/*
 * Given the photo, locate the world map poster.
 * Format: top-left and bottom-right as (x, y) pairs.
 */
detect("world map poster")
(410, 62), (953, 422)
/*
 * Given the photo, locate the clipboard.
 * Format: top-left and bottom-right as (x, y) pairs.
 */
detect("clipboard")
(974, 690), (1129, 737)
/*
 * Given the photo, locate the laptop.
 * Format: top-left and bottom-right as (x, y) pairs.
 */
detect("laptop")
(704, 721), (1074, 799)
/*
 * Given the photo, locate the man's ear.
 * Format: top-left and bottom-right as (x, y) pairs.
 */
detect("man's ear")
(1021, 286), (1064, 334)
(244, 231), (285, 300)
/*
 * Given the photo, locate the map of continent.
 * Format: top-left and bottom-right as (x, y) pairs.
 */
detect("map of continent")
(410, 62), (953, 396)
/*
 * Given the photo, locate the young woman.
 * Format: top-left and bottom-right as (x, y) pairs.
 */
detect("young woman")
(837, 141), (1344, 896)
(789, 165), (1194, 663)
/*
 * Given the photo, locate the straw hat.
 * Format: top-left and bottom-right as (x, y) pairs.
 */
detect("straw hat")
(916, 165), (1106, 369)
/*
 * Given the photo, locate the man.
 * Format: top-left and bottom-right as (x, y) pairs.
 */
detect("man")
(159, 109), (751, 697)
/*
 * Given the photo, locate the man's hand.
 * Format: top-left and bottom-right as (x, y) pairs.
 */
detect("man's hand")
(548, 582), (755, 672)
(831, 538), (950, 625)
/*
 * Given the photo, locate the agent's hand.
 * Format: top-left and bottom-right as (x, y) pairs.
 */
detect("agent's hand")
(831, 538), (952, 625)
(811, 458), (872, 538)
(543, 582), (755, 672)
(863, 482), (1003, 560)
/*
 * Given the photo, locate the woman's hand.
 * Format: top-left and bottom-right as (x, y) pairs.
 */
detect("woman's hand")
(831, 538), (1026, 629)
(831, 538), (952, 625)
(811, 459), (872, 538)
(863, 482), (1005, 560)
####################
Pull out every line of the records above that contains the word "straw", and copy each of those lines.

• _Result of this task_
 * Given the photo, locate the straw hat.
detect("straw hat")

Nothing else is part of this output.